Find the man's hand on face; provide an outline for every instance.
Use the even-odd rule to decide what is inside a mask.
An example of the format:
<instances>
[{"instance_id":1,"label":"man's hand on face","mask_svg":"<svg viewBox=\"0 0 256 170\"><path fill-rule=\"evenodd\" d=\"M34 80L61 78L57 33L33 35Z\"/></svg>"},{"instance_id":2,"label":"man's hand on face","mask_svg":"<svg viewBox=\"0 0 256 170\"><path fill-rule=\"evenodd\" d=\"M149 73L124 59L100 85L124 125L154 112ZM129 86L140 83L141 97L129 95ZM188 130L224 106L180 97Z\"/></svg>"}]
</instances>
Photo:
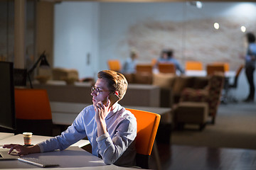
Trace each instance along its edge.
<instances>
[{"instance_id":1,"label":"man's hand on face","mask_svg":"<svg viewBox=\"0 0 256 170\"><path fill-rule=\"evenodd\" d=\"M95 110L95 119L97 122L105 122L105 119L110 110L110 100L108 96L107 98L107 103L105 105L102 101L99 101L96 106Z\"/></svg>"}]
</instances>

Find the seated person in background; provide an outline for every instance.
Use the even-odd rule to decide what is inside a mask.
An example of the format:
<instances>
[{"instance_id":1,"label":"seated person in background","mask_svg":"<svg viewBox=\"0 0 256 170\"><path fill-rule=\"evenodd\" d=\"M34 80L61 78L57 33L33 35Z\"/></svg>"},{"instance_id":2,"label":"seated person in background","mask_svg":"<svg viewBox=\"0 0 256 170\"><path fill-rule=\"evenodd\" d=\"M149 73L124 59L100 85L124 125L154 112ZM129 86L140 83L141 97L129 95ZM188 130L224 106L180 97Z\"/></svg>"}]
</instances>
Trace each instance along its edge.
<instances>
[{"instance_id":1,"label":"seated person in background","mask_svg":"<svg viewBox=\"0 0 256 170\"><path fill-rule=\"evenodd\" d=\"M124 74L132 74L136 72L136 66L137 64L138 55L134 51L132 51L130 57L127 58L125 61L123 69L122 71Z\"/></svg>"},{"instance_id":2,"label":"seated person in background","mask_svg":"<svg viewBox=\"0 0 256 170\"><path fill-rule=\"evenodd\" d=\"M136 118L118 101L110 106L108 97L114 93L119 96L118 101L121 100L127 91L127 81L122 74L110 70L101 71L97 76L92 87L93 104L85 108L60 135L32 147L10 144L3 147L10 148L9 153L16 149L19 155L25 155L63 150L87 137L92 154L102 158L106 164L135 166Z\"/></svg>"},{"instance_id":3,"label":"seated person in background","mask_svg":"<svg viewBox=\"0 0 256 170\"><path fill-rule=\"evenodd\" d=\"M156 62L156 67L159 63L168 63L171 62L175 65L175 68L178 70L181 74L184 74L184 69L181 67L177 60L174 58L174 52L171 50L162 50L160 58Z\"/></svg>"}]
</instances>

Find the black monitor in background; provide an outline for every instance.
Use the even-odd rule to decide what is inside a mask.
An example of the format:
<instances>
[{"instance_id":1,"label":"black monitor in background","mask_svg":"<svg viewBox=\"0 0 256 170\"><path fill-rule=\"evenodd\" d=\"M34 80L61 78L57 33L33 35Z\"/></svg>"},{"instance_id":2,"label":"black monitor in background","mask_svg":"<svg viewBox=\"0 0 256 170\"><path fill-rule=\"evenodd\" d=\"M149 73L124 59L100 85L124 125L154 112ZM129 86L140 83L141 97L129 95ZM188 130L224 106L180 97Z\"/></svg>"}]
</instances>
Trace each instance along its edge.
<instances>
[{"instance_id":1,"label":"black monitor in background","mask_svg":"<svg viewBox=\"0 0 256 170\"><path fill-rule=\"evenodd\" d=\"M14 63L0 62L0 132L14 132Z\"/></svg>"},{"instance_id":2,"label":"black monitor in background","mask_svg":"<svg viewBox=\"0 0 256 170\"><path fill-rule=\"evenodd\" d=\"M25 69L14 69L14 86L26 86L27 70Z\"/></svg>"}]
</instances>

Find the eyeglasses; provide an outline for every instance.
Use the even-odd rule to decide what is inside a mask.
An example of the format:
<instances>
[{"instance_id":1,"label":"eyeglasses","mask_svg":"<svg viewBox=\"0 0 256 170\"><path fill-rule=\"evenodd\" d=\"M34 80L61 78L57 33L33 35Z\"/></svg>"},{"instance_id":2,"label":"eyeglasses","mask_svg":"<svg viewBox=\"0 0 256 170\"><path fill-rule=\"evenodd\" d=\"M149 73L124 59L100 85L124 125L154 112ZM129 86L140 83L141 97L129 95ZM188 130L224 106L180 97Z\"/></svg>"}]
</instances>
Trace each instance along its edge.
<instances>
[{"instance_id":1,"label":"eyeglasses","mask_svg":"<svg viewBox=\"0 0 256 170\"><path fill-rule=\"evenodd\" d=\"M92 93L93 93L93 91L96 91L97 94L99 94L99 93L102 92L102 91L112 91L100 90L99 87L95 87L95 86L92 86L91 88L91 91L92 91Z\"/></svg>"}]
</instances>

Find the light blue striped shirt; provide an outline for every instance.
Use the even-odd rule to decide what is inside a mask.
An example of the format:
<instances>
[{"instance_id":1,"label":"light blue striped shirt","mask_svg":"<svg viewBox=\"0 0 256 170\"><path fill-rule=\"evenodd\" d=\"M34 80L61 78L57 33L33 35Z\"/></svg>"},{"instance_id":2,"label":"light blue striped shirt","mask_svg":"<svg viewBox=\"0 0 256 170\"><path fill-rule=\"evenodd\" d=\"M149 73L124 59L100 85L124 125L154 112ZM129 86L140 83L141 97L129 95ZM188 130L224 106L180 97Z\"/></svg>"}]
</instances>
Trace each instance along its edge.
<instances>
[{"instance_id":1,"label":"light blue striped shirt","mask_svg":"<svg viewBox=\"0 0 256 170\"><path fill-rule=\"evenodd\" d=\"M137 120L134 115L117 103L105 118L107 132L100 137L97 137L95 118L93 106L85 108L61 135L38 144L41 152L63 150L87 137L92 154L97 157L100 154L105 164L135 166Z\"/></svg>"}]
</instances>

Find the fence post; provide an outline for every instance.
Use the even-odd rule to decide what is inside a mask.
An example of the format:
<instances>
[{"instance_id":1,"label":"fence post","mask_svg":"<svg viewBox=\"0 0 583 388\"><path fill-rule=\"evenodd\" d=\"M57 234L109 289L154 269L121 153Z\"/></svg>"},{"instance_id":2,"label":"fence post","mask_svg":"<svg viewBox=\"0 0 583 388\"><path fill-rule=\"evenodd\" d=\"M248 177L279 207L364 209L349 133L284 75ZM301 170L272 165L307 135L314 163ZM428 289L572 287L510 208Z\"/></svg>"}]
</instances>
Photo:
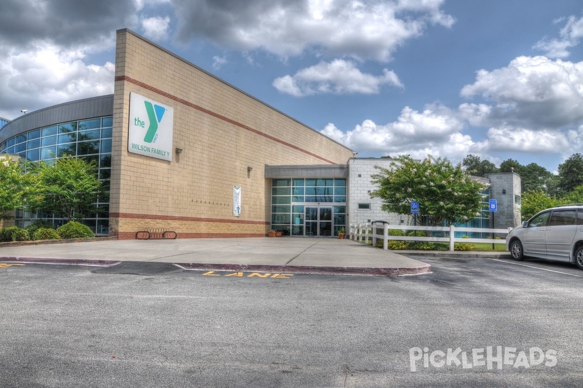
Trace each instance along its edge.
<instances>
[{"instance_id":1,"label":"fence post","mask_svg":"<svg viewBox=\"0 0 583 388\"><path fill-rule=\"evenodd\" d=\"M449 250L452 251L455 250L455 247L454 245L455 237L455 227L453 225L449 225Z\"/></svg>"},{"instance_id":2,"label":"fence post","mask_svg":"<svg viewBox=\"0 0 583 388\"><path fill-rule=\"evenodd\" d=\"M382 249L386 251L389 248L389 224L383 224L382 234Z\"/></svg>"}]
</instances>

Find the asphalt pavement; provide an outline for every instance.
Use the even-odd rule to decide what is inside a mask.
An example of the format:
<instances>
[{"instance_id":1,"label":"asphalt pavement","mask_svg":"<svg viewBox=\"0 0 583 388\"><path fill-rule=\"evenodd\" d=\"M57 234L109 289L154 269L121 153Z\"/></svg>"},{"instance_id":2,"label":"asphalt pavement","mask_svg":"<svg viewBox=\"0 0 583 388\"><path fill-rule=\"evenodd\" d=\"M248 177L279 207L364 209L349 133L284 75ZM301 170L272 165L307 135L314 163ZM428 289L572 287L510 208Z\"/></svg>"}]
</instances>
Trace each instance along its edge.
<instances>
[{"instance_id":1,"label":"asphalt pavement","mask_svg":"<svg viewBox=\"0 0 583 388\"><path fill-rule=\"evenodd\" d=\"M431 272L429 264L401 253L347 239L96 239L57 244L3 244L0 261L104 266L141 261L170 263L194 269L380 276Z\"/></svg>"}]
</instances>

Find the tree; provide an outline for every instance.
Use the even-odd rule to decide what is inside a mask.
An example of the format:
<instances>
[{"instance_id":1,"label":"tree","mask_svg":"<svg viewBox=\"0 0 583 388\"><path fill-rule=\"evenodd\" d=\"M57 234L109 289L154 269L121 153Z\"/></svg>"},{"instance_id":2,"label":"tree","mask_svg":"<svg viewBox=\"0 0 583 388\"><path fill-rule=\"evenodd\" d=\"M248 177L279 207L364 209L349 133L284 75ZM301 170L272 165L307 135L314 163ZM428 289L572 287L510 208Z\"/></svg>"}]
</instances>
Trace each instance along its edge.
<instances>
[{"instance_id":1,"label":"tree","mask_svg":"<svg viewBox=\"0 0 583 388\"><path fill-rule=\"evenodd\" d=\"M480 193L487 185L471 177L461 163L431 155L422 162L401 156L389 168L377 169L371 177L378 188L371 197L381 198L385 211L407 214L411 202L417 202L420 215L434 226L462 223L480 214Z\"/></svg>"},{"instance_id":2,"label":"tree","mask_svg":"<svg viewBox=\"0 0 583 388\"><path fill-rule=\"evenodd\" d=\"M468 155L462 161L462 165L470 175L475 176L484 176L486 174L498 172L496 165L490 161L480 160L480 156L475 155Z\"/></svg>"},{"instance_id":3,"label":"tree","mask_svg":"<svg viewBox=\"0 0 583 388\"><path fill-rule=\"evenodd\" d=\"M27 173L20 161L8 155L0 158L0 219L6 213L22 208L33 195L34 177Z\"/></svg>"},{"instance_id":4,"label":"tree","mask_svg":"<svg viewBox=\"0 0 583 388\"><path fill-rule=\"evenodd\" d=\"M94 162L72 156L57 158L53 165L41 161L33 172L38 176L42 196L29 201L30 210L43 210L75 221L97 212L94 202L102 188Z\"/></svg>"},{"instance_id":5,"label":"tree","mask_svg":"<svg viewBox=\"0 0 583 388\"><path fill-rule=\"evenodd\" d=\"M528 220L540 211L554 207L561 203L556 197L549 197L543 191L523 193L521 204L522 220Z\"/></svg>"},{"instance_id":6,"label":"tree","mask_svg":"<svg viewBox=\"0 0 583 388\"><path fill-rule=\"evenodd\" d=\"M583 184L583 155L574 154L559 165L560 194L564 195L581 184Z\"/></svg>"}]
</instances>

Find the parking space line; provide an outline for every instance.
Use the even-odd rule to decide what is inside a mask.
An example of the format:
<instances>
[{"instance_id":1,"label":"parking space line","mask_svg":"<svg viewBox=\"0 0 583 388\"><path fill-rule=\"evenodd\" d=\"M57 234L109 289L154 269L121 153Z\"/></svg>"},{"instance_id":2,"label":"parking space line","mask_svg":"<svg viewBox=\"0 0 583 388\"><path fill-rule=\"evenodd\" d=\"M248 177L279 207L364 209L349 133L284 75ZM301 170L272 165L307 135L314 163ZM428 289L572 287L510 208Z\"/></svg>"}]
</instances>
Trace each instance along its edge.
<instances>
[{"instance_id":1,"label":"parking space line","mask_svg":"<svg viewBox=\"0 0 583 388\"><path fill-rule=\"evenodd\" d=\"M569 273L568 272L561 272L561 271L556 271L552 269L547 269L546 268L541 268L540 267L533 267L532 265L526 265L526 264L521 264L521 263L515 263L512 261L507 261L505 260L499 260L498 259L492 259L487 257L484 258L487 260L494 260L495 261L501 261L503 263L508 263L508 264L516 264L517 265L522 265L522 266L528 267L529 268L535 268L536 269L542 269L543 271L549 271L549 272L556 272L557 273L563 273L563 275L570 275L571 276L577 276L577 277L581 277L581 275L574 275L573 273Z\"/></svg>"}]
</instances>

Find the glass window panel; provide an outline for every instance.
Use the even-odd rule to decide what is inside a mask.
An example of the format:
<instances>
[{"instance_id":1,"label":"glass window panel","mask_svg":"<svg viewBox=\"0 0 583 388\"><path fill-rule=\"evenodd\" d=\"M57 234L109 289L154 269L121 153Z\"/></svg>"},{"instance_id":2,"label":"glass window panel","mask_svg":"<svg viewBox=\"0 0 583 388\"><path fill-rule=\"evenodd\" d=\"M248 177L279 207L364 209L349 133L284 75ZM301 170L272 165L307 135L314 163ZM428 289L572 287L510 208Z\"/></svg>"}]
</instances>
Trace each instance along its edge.
<instances>
[{"instance_id":1,"label":"glass window panel","mask_svg":"<svg viewBox=\"0 0 583 388\"><path fill-rule=\"evenodd\" d=\"M92 131L83 131L79 132L77 135L77 140L82 141L83 140L94 140L101 137L101 131L99 129L94 129Z\"/></svg>"},{"instance_id":2,"label":"glass window panel","mask_svg":"<svg viewBox=\"0 0 583 388\"><path fill-rule=\"evenodd\" d=\"M102 127L111 127L113 125L113 117L104 117L101 122Z\"/></svg>"},{"instance_id":3,"label":"glass window panel","mask_svg":"<svg viewBox=\"0 0 583 388\"><path fill-rule=\"evenodd\" d=\"M92 119L91 120L84 120L79 122L79 130L82 131L84 129L93 129L99 128L101 126L101 119Z\"/></svg>"},{"instance_id":4,"label":"glass window panel","mask_svg":"<svg viewBox=\"0 0 583 388\"><path fill-rule=\"evenodd\" d=\"M271 207L271 211L273 213L290 213L292 207L289 205L274 205Z\"/></svg>"},{"instance_id":5,"label":"glass window panel","mask_svg":"<svg viewBox=\"0 0 583 388\"><path fill-rule=\"evenodd\" d=\"M111 155L102 155L99 160L99 166L111 167Z\"/></svg>"},{"instance_id":6,"label":"glass window panel","mask_svg":"<svg viewBox=\"0 0 583 388\"><path fill-rule=\"evenodd\" d=\"M77 155L99 153L99 140L77 143Z\"/></svg>"},{"instance_id":7,"label":"glass window panel","mask_svg":"<svg viewBox=\"0 0 583 388\"><path fill-rule=\"evenodd\" d=\"M31 162L37 162L40 160L40 149L37 148L26 152L26 159Z\"/></svg>"},{"instance_id":8,"label":"glass window panel","mask_svg":"<svg viewBox=\"0 0 583 388\"><path fill-rule=\"evenodd\" d=\"M41 145L46 147L47 145L54 145L57 144L57 136L50 136L49 137L43 137L40 140Z\"/></svg>"},{"instance_id":9,"label":"glass window panel","mask_svg":"<svg viewBox=\"0 0 583 388\"><path fill-rule=\"evenodd\" d=\"M101 154L109 154L111 152L111 139L106 139L101 140Z\"/></svg>"},{"instance_id":10,"label":"glass window panel","mask_svg":"<svg viewBox=\"0 0 583 388\"><path fill-rule=\"evenodd\" d=\"M52 154L52 155L51 155ZM40 149L40 158L41 160L53 159L57 155L57 147L45 147Z\"/></svg>"},{"instance_id":11,"label":"glass window panel","mask_svg":"<svg viewBox=\"0 0 583 388\"><path fill-rule=\"evenodd\" d=\"M303 187L294 187L293 192L292 194L294 195L304 195L304 188Z\"/></svg>"},{"instance_id":12,"label":"glass window panel","mask_svg":"<svg viewBox=\"0 0 583 388\"><path fill-rule=\"evenodd\" d=\"M34 139L29 141L26 146L29 149L31 148L38 148L40 147L40 139Z\"/></svg>"},{"instance_id":13,"label":"glass window panel","mask_svg":"<svg viewBox=\"0 0 583 388\"><path fill-rule=\"evenodd\" d=\"M289 205L292 202L290 197L272 197L271 203L275 205Z\"/></svg>"},{"instance_id":14,"label":"glass window panel","mask_svg":"<svg viewBox=\"0 0 583 388\"><path fill-rule=\"evenodd\" d=\"M316 188L316 195L332 195L333 193L333 188L332 187L317 187Z\"/></svg>"},{"instance_id":15,"label":"glass window panel","mask_svg":"<svg viewBox=\"0 0 583 388\"><path fill-rule=\"evenodd\" d=\"M294 179L293 180L293 186L304 186L304 179Z\"/></svg>"},{"instance_id":16,"label":"glass window panel","mask_svg":"<svg viewBox=\"0 0 583 388\"><path fill-rule=\"evenodd\" d=\"M272 180L271 186L272 187L289 186L291 183L291 179L273 179Z\"/></svg>"},{"instance_id":17,"label":"glass window panel","mask_svg":"<svg viewBox=\"0 0 583 388\"><path fill-rule=\"evenodd\" d=\"M71 143L76 141L77 141L76 133L67 133L64 135L59 135L58 143L59 144L62 144L63 143Z\"/></svg>"},{"instance_id":18,"label":"glass window panel","mask_svg":"<svg viewBox=\"0 0 583 388\"><path fill-rule=\"evenodd\" d=\"M109 220L97 220L97 233L107 234L109 233Z\"/></svg>"},{"instance_id":19,"label":"glass window panel","mask_svg":"<svg viewBox=\"0 0 583 388\"><path fill-rule=\"evenodd\" d=\"M29 140L32 140L33 139L37 139L40 137L40 130L37 129L35 131L30 131L29 132Z\"/></svg>"},{"instance_id":20,"label":"glass window panel","mask_svg":"<svg viewBox=\"0 0 583 388\"><path fill-rule=\"evenodd\" d=\"M43 136L51 136L52 135L57 134L57 126L53 126L52 127L47 127L46 128L43 128L42 130Z\"/></svg>"},{"instance_id":21,"label":"glass window panel","mask_svg":"<svg viewBox=\"0 0 583 388\"><path fill-rule=\"evenodd\" d=\"M289 195L292 194L291 187L273 187L271 189L273 195Z\"/></svg>"},{"instance_id":22,"label":"glass window panel","mask_svg":"<svg viewBox=\"0 0 583 388\"><path fill-rule=\"evenodd\" d=\"M61 124L59 125L59 133L70 133L77 131L77 122Z\"/></svg>"},{"instance_id":23,"label":"glass window panel","mask_svg":"<svg viewBox=\"0 0 583 388\"><path fill-rule=\"evenodd\" d=\"M59 158L62 158L63 156L75 156L75 145L74 144L61 144L57 147L57 156Z\"/></svg>"},{"instance_id":24,"label":"glass window panel","mask_svg":"<svg viewBox=\"0 0 583 388\"><path fill-rule=\"evenodd\" d=\"M101 138L106 138L107 137L111 137L111 129L106 128L105 129L101 130Z\"/></svg>"},{"instance_id":25,"label":"glass window panel","mask_svg":"<svg viewBox=\"0 0 583 388\"><path fill-rule=\"evenodd\" d=\"M271 215L271 223L292 223L292 215L273 213Z\"/></svg>"},{"instance_id":26,"label":"glass window panel","mask_svg":"<svg viewBox=\"0 0 583 388\"><path fill-rule=\"evenodd\" d=\"M294 213L304 213L304 207L303 206L293 206L292 207L292 211ZM582 215L581 218L583 218L583 215Z\"/></svg>"}]
</instances>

● **WRITTEN INSTRUCTION**
Extract every line of the items above that contains the string "parking", reproducing each line in full.

● **RESULT FOR THIS TASK**
Find the parking space line; provide an outline for every instance.
[{"instance_id":1,"label":"parking space line","mask_svg":"<svg viewBox=\"0 0 583 388\"><path fill-rule=\"evenodd\" d=\"M57 234L109 289L154 269L121 153Z\"/></svg>"},{"instance_id":2,"label":"parking space line","mask_svg":"<svg viewBox=\"0 0 583 388\"><path fill-rule=\"evenodd\" d=\"M248 177L279 207L364 209L349 133L284 75ZM301 170L272 165L307 135L314 163ZM428 289L572 287L510 208Z\"/></svg>"}]
[{"instance_id":1,"label":"parking space line","mask_svg":"<svg viewBox=\"0 0 583 388\"><path fill-rule=\"evenodd\" d=\"M569 273L568 272L561 272L561 271L556 271L552 269L547 269L546 268L541 268L540 267L533 267L532 265L526 265L526 264L521 264L521 263L515 263L512 261L507 261L505 260L499 260L498 259L492 259L487 257L484 258L487 260L494 260L495 261L501 261L503 263L508 263L508 264L516 264L517 265L522 265L522 266L528 267L529 268L535 268L536 269L542 269L543 271L549 271L549 272L556 272L557 273L563 273L563 275L570 275L571 276L577 276L577 277L581 277L581 275L574 275L573 273Z\"/></svg>"}]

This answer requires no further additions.